++++ Selected text ++++

Brain Activity Detector Helps Study Pain Relief for Babies

EEG readings of brain activity could help study pain relief treatments for babies who cannot speak

3 min read

photo of nurse-attended baby and computer monitor showing baby's EEG readings
Readings of brain activity could help study pain relief treatments for babies
Photo: University of Oxford

Diagnosing a newborn baby’s pain can prove baffling when infants broadly express discomfort or unhappiness through scrunched faces and wails. That could change with a new project that uses brain activity patterns to help figure out when babies experience pain. It’s an encouraging step toward helping clinical trials that test certain drugs or treatments as pain relief for babies.

Parents and even physicians have been forced to interpret pain in young infants based on their behavior such as crying and facial grimacing. That’s not the most objective measure because babies often show similar behavior if they are hungry or want a cuddle, says Rebeccah Slater, associate professor of pediatric neuroimaging at the University of Oxford in the U.K. Instead, Slater and her colleagues turned to electroencephalography (EEG) technology as a way to identify and quantify brain activity patterns that reflect actual pain when babies experience certain medical procedures. Their efforts have yielded an easily deployable method of measuring pain in even the most uncooperative, wriggling newborns.

“The importance of this measure is that it is sensitive to analgesic treatment and therefore can be used to quantify whether pain medication is effective for acutely painful procedures in infants,” Slater says.

Slater made the first recording of pain-related brain activity in babies during her Ph.D. research almost 10 years ago. Since that time, researchers have been able to use technologies such as near-infrared spectroscopy, EEG, and more recently fMRI brain scans, to observe brain activity related to pain among infants. That work became the basis for the latest research by Slater and her colleagues detailed in the 3 May 2017 issue of the journal Science Translational Medicine.

++++ Source information ++++

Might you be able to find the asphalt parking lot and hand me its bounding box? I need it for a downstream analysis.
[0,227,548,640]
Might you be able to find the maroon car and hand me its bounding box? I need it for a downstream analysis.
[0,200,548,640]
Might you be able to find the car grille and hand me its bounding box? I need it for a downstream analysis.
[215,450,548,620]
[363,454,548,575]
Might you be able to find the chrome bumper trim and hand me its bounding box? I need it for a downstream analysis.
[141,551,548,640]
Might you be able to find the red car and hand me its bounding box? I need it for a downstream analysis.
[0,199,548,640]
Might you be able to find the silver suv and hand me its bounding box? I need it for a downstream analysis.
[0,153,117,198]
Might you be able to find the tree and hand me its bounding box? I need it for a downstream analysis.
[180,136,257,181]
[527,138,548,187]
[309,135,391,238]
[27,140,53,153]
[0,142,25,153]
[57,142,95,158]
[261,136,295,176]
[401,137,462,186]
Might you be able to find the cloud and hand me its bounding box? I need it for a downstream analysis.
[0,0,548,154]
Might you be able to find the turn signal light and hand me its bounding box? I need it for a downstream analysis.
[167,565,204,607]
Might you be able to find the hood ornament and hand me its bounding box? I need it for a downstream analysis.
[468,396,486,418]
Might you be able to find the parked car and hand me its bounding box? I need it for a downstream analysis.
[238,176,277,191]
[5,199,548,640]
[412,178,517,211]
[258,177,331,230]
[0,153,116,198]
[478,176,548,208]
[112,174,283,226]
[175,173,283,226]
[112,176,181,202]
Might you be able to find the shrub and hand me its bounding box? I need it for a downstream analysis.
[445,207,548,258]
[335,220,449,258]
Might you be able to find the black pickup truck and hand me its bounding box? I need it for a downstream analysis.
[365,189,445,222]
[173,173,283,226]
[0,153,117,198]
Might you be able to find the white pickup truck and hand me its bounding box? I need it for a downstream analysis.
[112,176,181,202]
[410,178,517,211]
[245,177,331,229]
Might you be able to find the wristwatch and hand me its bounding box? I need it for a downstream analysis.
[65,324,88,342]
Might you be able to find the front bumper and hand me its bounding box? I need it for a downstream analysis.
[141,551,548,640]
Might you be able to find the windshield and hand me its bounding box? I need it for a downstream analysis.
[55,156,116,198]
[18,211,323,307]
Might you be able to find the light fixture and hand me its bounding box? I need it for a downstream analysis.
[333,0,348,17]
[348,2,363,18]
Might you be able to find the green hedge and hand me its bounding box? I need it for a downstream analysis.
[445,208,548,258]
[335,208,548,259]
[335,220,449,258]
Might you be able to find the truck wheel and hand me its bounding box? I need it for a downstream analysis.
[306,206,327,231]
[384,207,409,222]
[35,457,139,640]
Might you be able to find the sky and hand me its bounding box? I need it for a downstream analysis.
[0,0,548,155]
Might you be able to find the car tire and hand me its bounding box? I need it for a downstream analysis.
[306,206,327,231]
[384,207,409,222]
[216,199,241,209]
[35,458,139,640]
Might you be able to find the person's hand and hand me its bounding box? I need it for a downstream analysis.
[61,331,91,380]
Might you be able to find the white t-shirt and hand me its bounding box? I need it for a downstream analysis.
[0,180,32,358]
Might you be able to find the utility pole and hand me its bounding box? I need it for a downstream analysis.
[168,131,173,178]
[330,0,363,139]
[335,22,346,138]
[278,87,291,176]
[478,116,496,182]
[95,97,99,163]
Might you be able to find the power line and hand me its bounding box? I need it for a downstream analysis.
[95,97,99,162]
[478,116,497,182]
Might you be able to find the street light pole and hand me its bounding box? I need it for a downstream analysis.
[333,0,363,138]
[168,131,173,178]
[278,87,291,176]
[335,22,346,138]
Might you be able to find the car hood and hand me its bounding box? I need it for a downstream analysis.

++++

> [Problems to solve]:
- 1) Answer each question from the article on measuring infant pain.
(a) What position does Rebeccah Slater hold?
(b) In which journal issue is the latest research described?
(c) When did Slater make the first recording of pain-related brain activity in babies?
- 2) Decide whether each statement agrees with the article on measuring infant pain. Answer yes or no, and quote the words from the article that settle it.
(a) Babies may behave the same way when hungry as when in pain.
(b) fMRI was the earliest technology used to observe pain-related brain activity in infants.
(c) The method works only on calm, still newborns.
- 3) Write the next part of the article on measuring infant pain, picking up after its final sentence.
The records have no connection to the article on measuring infant pain.

> [Answers by item]:
- 1)
(a) She is an associate professor of pediatric neuroimaging at the University of Oxford in the U.K.
(b) The 3 May 2017 issue of the journal Science Translational Medicine.
(c) During her Ph.D. research, almost 10 years ago.

- 2)
(a) Yes: "babies often show similar behavior if they are hungry or want a cuddle"
(b) No: "and more recently fMRI brain scans"
(c) No: "measuring pain in even the most uncooperative, wriggling newborns"

- 3)
The EEG recordings involved placing individual electrodes on the babies’ heads and holding them in place with a net cap. Unlike other fMRI brain scans, EEG cannot show specific areas of the brain that activate because of painful stimuli. But the researchers used EEG because it’s easily performed at the bedside, is less sensitive to the movement of wriggling babies, and can even work for infants born prematurely (“preemies”).

Through their research, the U.K. researchers showed that EEG could distinguish between pain and other stimuli involving sight, sound, or touch. They also compared the brain activity recordings with backup measures involving heart rate and observations of pain-related behavior such as facial grimacing.

The University of Oxford team—alongside colleagues from Great Ormond Street Hospital for Children in London and the John Radcliffe Hospital in Oxford—also demonstrated how they could detect pain-related brain activity even among preemies.

During routine procedures for drawing blood from newborns, the EEG method correctly identified pain-related brain activity in each individual baby about 64 percent of the time. By comparison, the EEG method correctly did not identify pain-related brain activity 65 percent of the time when a non-painful stimulus was tested on each individual baby.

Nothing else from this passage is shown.